-- Begin TEXT SHOWN --
So, now what?  Review your investigation policies, procedures and forms. They may need to be tweaked to remove any language that may be interpreted as creating a blanket prohibition against the discussion of workplace investigations among employees.  Also, consider the inclusion of a four-point checklist on investigatory forms/documents to document a case-by-case consideration of the Board’s factors – before issuing a confidentiality directive to a witness.  Where a confidentiality directive would not be appropriate, “blitz” interviews or sequestering witnesses may be an option to preserve the integrity of the investigation.

A Second California Court Rejects the NLRB’s Holding in Horton and Enforces a Class Action Waiver

Contributed by Jill Cheskes

Several months ago, a California Court of Appeal upheld a class action waiver and compelled arbitration of an employee’s wage and hour claim following the Supreme Court’s AT&T Mobility case.  In doing so, the court rejected the NLRB’s determination in D.R. Horton Inc. that such a class action waiver violates the NLRA.  A second California appeals court has followed suit in Nelsen v. Legacy Partners Residential Inc.
-- End TEXT SHOWN --
-- Begin GIVEN INFORMATION --
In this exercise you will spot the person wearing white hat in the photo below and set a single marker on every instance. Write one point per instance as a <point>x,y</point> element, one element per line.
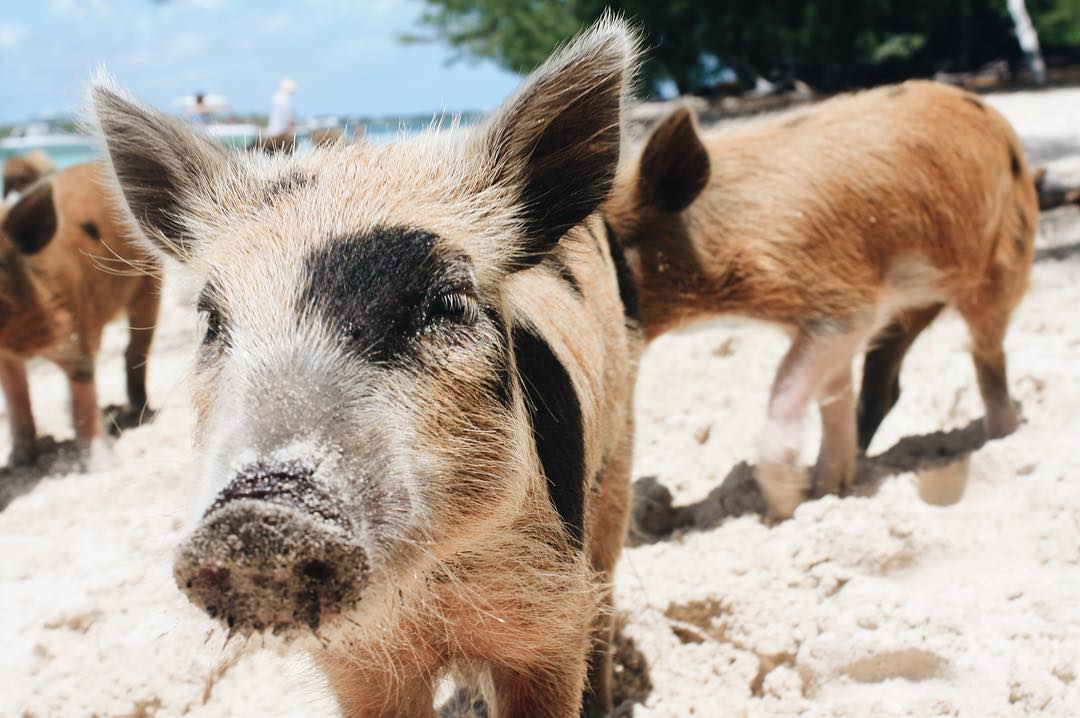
-- End GIVEN INFORMATION --
JOB 1 :: Transcribe the passage of the employment law text starting with "So, now what?  Review" and going on through "of the investigation.".
JOB 2 :: According to the employment law text, what should be added to investigatory forms or documents before a confidentiality directive is issued to a witness?
JOB 3 :: List every legal case the employment law text names.
Answer from the employment law text alone.

EXERCISE OUTPUT 1 ::
So, now what?  Review your investigation policies, procedures and forms. They may need to be tweaked to remove any language that may be interpreted as creating a blanket prohibition against the discussion of workplace investigations among employees.  Also, consider the inclusion of a four-point checklist on investigatory forms/documents to document a case-by-case consideration of the Board’s factors – before issuing a confidentiality directive to a witness.  Where a confidentiality directive would not be appropriate, “blitz” interviews or sequestering witnesses may be an option to preserve the integrity of the investigation.

EXERCISE OUTPUT 2 :: A four-point checklist documenting a case-by-case consideration of the Board's factors.

EXERCISE OUTPUT 3 ::
AT&T Mobility
D.R. Horton Inc.
Nelsen v. Legacy Partners Residential Inc.